[Opening DATA EXCERPTS section]

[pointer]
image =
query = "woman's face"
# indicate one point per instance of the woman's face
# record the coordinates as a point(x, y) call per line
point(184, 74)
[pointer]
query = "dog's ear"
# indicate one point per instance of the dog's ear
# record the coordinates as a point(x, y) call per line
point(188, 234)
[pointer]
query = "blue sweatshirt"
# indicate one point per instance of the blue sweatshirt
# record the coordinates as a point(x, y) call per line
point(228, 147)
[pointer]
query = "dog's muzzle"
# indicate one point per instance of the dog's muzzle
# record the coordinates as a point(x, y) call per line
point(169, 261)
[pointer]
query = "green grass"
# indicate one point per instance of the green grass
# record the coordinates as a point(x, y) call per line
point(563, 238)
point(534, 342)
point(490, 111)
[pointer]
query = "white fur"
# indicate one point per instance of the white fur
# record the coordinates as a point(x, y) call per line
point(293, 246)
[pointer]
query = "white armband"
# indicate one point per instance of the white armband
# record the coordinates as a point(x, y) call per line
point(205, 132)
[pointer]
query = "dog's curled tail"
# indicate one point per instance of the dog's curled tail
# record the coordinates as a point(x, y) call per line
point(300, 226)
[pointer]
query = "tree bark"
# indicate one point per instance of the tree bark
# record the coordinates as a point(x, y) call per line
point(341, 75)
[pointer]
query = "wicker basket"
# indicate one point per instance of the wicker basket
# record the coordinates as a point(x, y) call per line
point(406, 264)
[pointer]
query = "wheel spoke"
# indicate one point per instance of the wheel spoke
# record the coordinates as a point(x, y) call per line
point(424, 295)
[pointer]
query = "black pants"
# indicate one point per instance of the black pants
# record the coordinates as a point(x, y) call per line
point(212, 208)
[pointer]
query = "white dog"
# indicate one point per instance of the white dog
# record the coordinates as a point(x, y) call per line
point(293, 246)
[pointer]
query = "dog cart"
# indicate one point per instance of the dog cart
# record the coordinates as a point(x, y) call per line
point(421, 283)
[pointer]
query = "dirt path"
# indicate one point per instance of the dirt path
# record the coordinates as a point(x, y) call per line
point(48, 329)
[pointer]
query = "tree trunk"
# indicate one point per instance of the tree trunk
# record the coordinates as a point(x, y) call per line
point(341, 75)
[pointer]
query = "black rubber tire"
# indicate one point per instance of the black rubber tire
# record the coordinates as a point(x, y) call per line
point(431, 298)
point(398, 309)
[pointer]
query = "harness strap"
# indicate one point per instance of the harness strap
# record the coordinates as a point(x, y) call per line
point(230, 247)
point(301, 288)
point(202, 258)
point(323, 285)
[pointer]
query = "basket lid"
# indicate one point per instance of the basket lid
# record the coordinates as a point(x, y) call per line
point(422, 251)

[Closing DATA EXCERPTS section]

Everything in the listing is to be restated exactly.

[pointer]
image =
query = "woman's face"
# indicate one point per instance of the woman's face
# record the coordinates as a point(x, y) call per line
point(184, 74)
[pointer]
query = "dog's ear"
# indicate one point per instance of the dog's ear
# record the coordinates as a point(x, y) call per line
point(188, 234)
[pointer]
query = "blue sweatshirt"
# indicate one point per instance of the blue sweatshirt
# record the coordinates as a point(x, y) call per line
point(228, 147)
[pointer]
query = "dog's muzzle"
# indicate one point per instance of the dog's muzzle
# record the coordinates as a point(x, y) call per line
point(169, 261)
[pointer]
query = "green grass"
# indicate one point per instance of the green grass
# record the coordinates as a point(x, y) call per line
point(563, 238)
point(534, 342)
point(490, 111)
[pointer]
query = "white fur"
# indicate one point per instance of the white fur
# record the coordinates as a point(x, y) call per line
point(293, 246)
[pointer]
query = "white armband"
# indicate one point per instance of the white armband
# record the coordinates as a point(x, y) call per line
point(205, 132)
[pointer]
query = "dog's curled tail"
# indicate one point per instance of the dog's curled tail
# record the coordinates as a point(x, y) call per line
point(300, 226)
[pointer]
query = "tree bark"
# indicate one point per instance of the tree bark
# record the coordinates as a point(x, y) call per line
point(341, 75)
[pointer]
query = "wicker basket"
# indicate one point per instance of the wicker basket
# record the coordinates as a point(x, y) call per line
point(406, 264)
[pointer]
query = "wheel spoke"
# indicate one point per instance of the wheel spoke
# record the coordinates as a point(x, y) call per line
point(424, 295)
[pointer]
query = "black pants"
# indicate one point per instance of the black pants
# record the coordinates as a point(x, y) call per line
point(212, 208)
[pointer]
query = "white dog"
# indicate one point per instance of the white dog
# record the coordinates as a point(x, y) call per line
point(293, 246)
[pointer]
query = "dog cart"
# indicate one point per instance of the dog cart
# record the coordinates as a point(x, y) call per line
point(421, 283)
[pointer]
query = "dirt path"
# indicate one point per instance of the dirt path
# record the coordinates as a point(x, y) call per line
point(48, 329)
[pointer]
query = "tree trunk"
# indicate one point per instance of the tree trunk
# record the coordinates as a point(x, y) call per line
point(341, 75)
[pointer]
query = "black rubber tire"
# indicate one point per instance of the black rubber tire
# record the coordinates as a point(x, y) call per line
point(431, 298)
point(398, 309)
[pointer]
query = "harness strap"
# indicate one point per instance of the harness strap
# record the coordinates as a point(x, y) call per line
point(230, 247)
point(301, 288)
point(202, 258)
point(323, 285)
[pointer]
query = "basket lid"
# indicate one point per instance of the basket lid
# record the coordinates as a point(x, y) call per line
point(422, 251)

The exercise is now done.